##### Records supplied #####
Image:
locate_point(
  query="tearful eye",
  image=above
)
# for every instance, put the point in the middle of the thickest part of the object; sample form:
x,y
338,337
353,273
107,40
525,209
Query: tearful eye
#####
- **Given problem**
Write out the data above again, line for line, with no changes.

- **Output of the task**
Image:
locate_point(
  query="tearful eye",
  image=above
)
# for every instance, put the point in the middle of the thickest part of the object; sample form:
x,y
338,337
353,273
107,40
525,209
Query: tearful eye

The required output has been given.